* _Stated task_
Copy out the records below word for word, starting at the line that contains "Annotate the small structure" and running through the end of the records. Leave the pictures out.

Position identification records
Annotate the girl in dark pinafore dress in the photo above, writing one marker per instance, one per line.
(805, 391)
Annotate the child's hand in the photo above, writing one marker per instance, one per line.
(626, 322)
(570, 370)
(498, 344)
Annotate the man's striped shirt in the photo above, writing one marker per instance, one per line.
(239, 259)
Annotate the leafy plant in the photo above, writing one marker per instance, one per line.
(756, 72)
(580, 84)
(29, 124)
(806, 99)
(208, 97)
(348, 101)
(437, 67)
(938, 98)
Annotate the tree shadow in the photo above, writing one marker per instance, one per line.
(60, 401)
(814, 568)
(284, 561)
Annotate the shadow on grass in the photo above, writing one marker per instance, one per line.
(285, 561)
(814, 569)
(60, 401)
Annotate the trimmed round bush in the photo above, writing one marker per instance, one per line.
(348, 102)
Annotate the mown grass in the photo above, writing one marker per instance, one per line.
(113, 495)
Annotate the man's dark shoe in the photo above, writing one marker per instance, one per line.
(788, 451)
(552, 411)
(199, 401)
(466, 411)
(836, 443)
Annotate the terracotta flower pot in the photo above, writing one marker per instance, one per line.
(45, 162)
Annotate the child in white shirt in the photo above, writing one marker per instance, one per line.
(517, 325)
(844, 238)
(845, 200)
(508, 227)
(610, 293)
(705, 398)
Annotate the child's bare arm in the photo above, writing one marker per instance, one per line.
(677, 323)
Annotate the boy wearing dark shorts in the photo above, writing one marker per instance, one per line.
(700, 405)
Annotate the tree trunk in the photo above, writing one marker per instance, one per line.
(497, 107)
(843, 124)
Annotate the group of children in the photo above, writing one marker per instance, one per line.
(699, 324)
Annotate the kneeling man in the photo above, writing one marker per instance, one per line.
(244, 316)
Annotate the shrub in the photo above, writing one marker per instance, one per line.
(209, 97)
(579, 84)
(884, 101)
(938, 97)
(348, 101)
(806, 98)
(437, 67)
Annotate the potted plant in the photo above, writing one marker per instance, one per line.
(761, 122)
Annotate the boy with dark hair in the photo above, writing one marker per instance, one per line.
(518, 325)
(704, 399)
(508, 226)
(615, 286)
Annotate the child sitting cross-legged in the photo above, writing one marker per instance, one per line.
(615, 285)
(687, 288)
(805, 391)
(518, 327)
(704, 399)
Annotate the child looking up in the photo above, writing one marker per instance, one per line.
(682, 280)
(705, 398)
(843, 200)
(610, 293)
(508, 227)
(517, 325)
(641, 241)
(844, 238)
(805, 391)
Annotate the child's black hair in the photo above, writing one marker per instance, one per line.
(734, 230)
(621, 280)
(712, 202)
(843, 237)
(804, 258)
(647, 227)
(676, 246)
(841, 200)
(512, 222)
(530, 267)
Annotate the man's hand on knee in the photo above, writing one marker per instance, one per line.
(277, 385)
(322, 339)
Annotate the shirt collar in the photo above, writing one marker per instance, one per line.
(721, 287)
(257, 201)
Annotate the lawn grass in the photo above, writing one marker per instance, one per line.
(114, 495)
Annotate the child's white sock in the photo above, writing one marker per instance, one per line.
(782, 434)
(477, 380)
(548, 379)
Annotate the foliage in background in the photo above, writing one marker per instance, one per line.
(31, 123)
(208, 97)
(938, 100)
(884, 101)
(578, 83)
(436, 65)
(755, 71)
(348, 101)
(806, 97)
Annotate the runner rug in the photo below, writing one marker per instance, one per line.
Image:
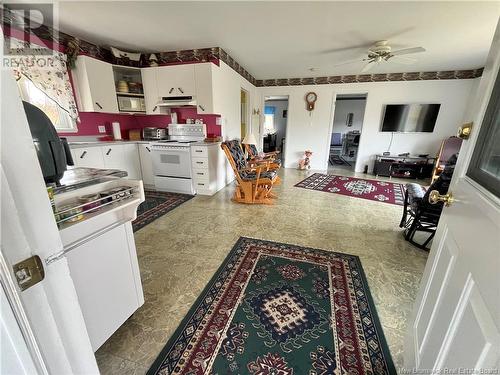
(280, 309)
(157, 204)
(375, 190)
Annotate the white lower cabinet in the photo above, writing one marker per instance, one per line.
(207, 163)
(146, 164)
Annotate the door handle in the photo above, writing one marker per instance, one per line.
(435, 197)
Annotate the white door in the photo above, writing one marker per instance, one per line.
(95, 85)
(456, 320)
(49, 311)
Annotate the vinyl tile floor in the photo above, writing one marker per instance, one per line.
(179, 252)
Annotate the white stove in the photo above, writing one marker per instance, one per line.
(172, 158)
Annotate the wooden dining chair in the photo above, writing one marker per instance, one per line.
(255, 182)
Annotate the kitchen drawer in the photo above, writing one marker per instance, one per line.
(199, 151)
(200, 163)
(200, 173)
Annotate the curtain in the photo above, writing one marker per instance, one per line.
(49, 73)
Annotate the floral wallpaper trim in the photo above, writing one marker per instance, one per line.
(385, 77)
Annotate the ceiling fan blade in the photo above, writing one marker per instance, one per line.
(369, 65)
(402, 60)
(407, 51)
(348, 62)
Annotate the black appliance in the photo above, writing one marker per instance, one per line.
(53, 152)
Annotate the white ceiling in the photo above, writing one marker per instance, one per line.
(286, 39)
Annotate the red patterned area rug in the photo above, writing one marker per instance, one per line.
(273, 308)
(157, 204)
(375, 190)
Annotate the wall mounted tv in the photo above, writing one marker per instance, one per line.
(410, 118)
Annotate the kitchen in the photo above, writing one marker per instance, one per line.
(140, 132)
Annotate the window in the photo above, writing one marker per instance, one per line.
(60, 118)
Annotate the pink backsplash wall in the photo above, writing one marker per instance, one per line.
(89, 122)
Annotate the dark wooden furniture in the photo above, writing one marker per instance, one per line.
(403, 166)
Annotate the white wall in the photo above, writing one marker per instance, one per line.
(342, 108)
(227, 85)
(279, 120)
(313, 132)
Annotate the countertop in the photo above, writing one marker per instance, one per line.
(76, 178)
(77, 144)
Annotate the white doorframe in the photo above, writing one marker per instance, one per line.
(332, 117)
(29, 228)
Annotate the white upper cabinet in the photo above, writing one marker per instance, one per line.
(150, 85)
(176, 80)
(204, 88)
(94, 85)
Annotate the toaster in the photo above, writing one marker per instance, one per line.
(151, 133)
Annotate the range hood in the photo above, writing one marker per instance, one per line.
(177, 101)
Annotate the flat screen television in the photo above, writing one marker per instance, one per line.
(410, 118)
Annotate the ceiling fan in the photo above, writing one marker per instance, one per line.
(381, 51)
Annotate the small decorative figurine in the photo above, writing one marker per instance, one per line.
(305, 162)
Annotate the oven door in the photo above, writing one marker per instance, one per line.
(171, 161)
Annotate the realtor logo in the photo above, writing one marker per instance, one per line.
(28, 29)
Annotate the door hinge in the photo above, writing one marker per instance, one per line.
(29, 272)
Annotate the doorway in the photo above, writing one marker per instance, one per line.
(346, 131)
(244, 113)
(275, 123)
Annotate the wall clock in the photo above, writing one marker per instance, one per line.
(311, 98)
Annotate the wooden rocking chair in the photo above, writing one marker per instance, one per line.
(255, 182)
(269, 157)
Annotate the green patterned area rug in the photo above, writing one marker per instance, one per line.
(280, 309)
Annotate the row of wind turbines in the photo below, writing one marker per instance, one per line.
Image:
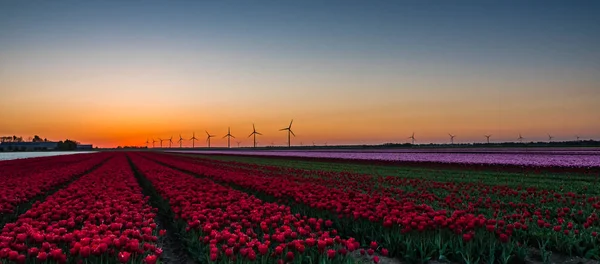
(228, 136)
(289, 134)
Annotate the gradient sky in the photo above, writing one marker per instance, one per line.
(117, 72)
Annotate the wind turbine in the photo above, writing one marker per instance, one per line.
(520, 138)
(254, 133)
(228, 136)
(451, 138)
(193, 139)
(180, 141)
(208, 136)
(488, 137)
(289, 129)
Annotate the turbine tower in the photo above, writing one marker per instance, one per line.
(208, 136)
(180, 141)
(254, 133)
(488, 138)
(228, 136)
(289, 129)
(193, 139)
(520, 138)
(451, 138)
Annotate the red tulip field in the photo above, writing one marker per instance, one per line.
(152, 207)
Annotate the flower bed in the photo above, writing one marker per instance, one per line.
(100, 218)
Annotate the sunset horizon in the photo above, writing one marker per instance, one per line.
(120, 73)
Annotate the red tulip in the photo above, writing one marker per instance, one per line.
(124, 256)
(150, 259)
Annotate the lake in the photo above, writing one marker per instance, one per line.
(24, 155)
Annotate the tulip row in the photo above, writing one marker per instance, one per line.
(20, 183)
(516, 159)
(225, 225)
(402, 217)
(101, 217)
(8, 167)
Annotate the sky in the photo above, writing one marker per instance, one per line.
(114, 73)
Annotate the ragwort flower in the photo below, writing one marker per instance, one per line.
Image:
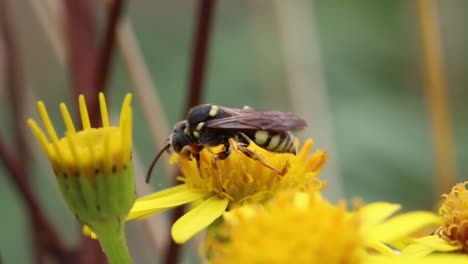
(94, 171)
(302, 227)
(241, 180)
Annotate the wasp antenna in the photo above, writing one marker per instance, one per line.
(155, 160)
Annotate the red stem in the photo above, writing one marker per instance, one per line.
(18, 174)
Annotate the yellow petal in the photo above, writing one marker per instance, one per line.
(142, 213)
(159, 201)
(426, 245)
(375, 213)
(198, 218)
(382, 248)
(403, 225)
(165, 192)
(431, 259)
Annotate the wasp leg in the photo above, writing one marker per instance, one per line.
(220, 156)
(192, 150)
(242, 147)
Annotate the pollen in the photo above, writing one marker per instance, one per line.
(294, 227)
(243, 180)
(454, 212)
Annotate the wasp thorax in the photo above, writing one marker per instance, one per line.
(181, 136)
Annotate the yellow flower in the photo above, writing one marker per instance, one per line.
(302, 227)
(241, 180)
(452, 235)
(94, 171)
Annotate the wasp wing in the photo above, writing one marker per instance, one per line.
(257, 120)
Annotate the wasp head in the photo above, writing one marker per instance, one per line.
(181, 136)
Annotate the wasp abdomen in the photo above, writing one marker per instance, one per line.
(274, 141)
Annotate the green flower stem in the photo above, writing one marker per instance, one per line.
(111, 236)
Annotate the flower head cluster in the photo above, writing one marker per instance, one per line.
(236, 181)
(93, 166)
(294, 227)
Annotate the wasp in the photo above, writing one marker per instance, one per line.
(210, 125)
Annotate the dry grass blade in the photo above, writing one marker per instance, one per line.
(437, 97)
(306, 84)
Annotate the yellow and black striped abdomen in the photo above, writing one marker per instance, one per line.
(274, 141)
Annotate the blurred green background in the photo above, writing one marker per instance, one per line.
(376, 119)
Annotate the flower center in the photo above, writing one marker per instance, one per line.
(90, 151)
(293, 228)
(242, 179)
(455, 214)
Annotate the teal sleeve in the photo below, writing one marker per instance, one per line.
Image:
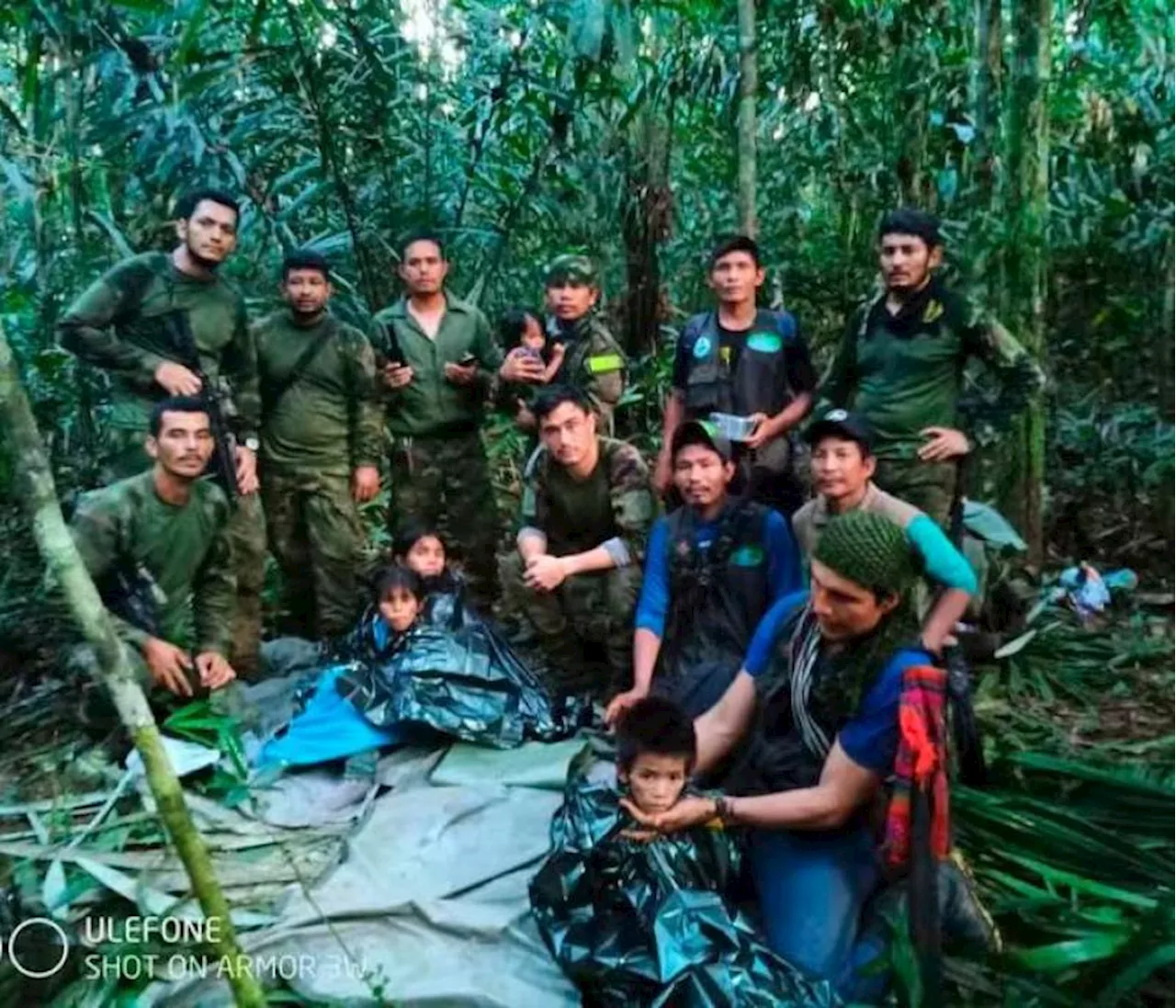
(942, 562)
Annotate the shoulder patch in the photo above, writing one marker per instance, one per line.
(764, 343)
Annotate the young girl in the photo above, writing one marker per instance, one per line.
(521, 327)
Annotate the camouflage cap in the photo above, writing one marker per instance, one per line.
(571, 266)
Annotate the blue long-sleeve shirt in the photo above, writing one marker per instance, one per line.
(779, 545)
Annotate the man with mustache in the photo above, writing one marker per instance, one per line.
(586, 512)
(901, 366)
(713, 568)
(158, 547)
(750, 361)
(119, 324)
(322, 441)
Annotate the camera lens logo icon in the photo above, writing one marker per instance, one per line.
(38, 948)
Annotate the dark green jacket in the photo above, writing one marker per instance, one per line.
(116, 324)
(328, 420)
(431, 404)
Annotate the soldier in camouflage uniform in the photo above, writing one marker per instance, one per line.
(587, 509)
(439, 360)
(158, 547)
(119, 324)
(322, 440)
(593, 360)
(901, 364)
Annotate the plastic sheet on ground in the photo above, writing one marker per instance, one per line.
(428, 907)
(655, 923)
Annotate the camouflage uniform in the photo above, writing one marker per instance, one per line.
(323, 426)
(614, 507)
(904, 373)
(116, 324)
(593, 362)
(181, 557)
(439, 471)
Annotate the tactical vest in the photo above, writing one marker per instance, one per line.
(718, 597)
(760, 382)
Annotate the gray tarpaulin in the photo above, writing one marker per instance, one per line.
(428, 906)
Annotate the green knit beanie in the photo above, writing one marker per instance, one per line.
(869, 549)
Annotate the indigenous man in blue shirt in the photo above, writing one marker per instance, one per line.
(713, 568)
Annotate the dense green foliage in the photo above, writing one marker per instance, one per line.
(527, 127)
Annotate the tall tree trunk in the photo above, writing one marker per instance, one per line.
(63, 562)
(748, 86)
(1028, 145)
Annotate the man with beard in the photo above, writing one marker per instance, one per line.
(439, 360)
(320, 447)
(747, 361)
(713, 568)
(593, 360)
(901, 366)
(586, 512)
(120, 323)
(156, 545)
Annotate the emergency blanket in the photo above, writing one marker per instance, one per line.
(655, 923)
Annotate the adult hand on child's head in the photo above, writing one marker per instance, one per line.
(214, 669)
(168, 666)
(622, 702)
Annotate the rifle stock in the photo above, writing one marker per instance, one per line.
(222, 466)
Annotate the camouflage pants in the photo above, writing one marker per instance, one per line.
(247, 533)
(586, 608)
(316, 538)
(446, 482)
(928, 486)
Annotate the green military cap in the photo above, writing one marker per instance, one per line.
(571, 266)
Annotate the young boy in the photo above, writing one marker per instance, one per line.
(655, 753)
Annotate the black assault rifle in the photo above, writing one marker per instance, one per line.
(222, 465)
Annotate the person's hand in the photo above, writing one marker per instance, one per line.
(545, 573)
(168, 666)
(397, 375)
(246, 470)
(521, 368)
(763, 433)
(942, 444)
(176, 379)
(365, 483)
(461, 374)
(214, 669)
(525, 418)
(663, 473)
(687, 811)
(622, 702)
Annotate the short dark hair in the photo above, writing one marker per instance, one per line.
(513, 323)
(411, 532)
(424, 234)
(399, 576)
(186, 206)
(173, 403)
(655, 725)
(734, 243)
(306, 259)
(911, 221)
(555, 395)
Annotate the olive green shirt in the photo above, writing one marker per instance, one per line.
(328, 420)
(185, 549)
(431, 404)
(117, 324)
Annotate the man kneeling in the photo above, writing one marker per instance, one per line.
(155, 545)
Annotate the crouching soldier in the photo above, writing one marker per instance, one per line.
(158, 549)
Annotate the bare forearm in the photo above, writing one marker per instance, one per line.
(941, 621)
(646, 646)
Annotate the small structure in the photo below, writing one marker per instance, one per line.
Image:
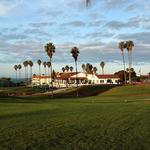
(69, 79)
(41, 80)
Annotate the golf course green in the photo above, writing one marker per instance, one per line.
(115, 119)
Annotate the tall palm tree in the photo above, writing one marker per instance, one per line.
(25, 63)
(48, 65)
(83, 67)
(75, 53)
(71, 68)
(129, 46)
(121, 46)
(39, 62)
(45, 64)
(31, 65)
(19, 67)
(94, 70)
(50, 50)
(67, 68)
(63, 69)
(16, 68)
(102, 64)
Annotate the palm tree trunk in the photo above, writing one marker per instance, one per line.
(25, 74)
(39, 75)
(20, 74)
(76, 77)
(51, 76)
(30, 75)
(125, 78)
(131, 65)
(102, 70)
(16, 78)
(129, 59)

* _Exercise response_
Annotate the small structure in the photo below, writing one marker per instance, one per line.
Image:
(69, 79)
(41, 80)
Annotate the golf course green in the photo above, writing one marker per instance, one per line.
(115, 119)
Annotate the tall palm tree in the photo above, writing one marker per instance, one per line.
(25, 63)
(48, 65)
(83, 67)
(75, 53)
(71, 68)
(129, 46)
(121, 46)
(39, 62)
(45, 64)
(31, 65)
(19, 67)
(94, 70)
(50, 50)
(67, 68)
(63, 69)
(16, 68)
(102, 64)
Annotate the palm tree trunk in the photo above, writing one marker per instance, one per line.
(25, 74)
(39, 75)
(20, 74)
(76, 77)
(51, 76)
(30, 75)
(125, 78)
(131, 65)
(102, 70)
(16, 78)
(129, 59)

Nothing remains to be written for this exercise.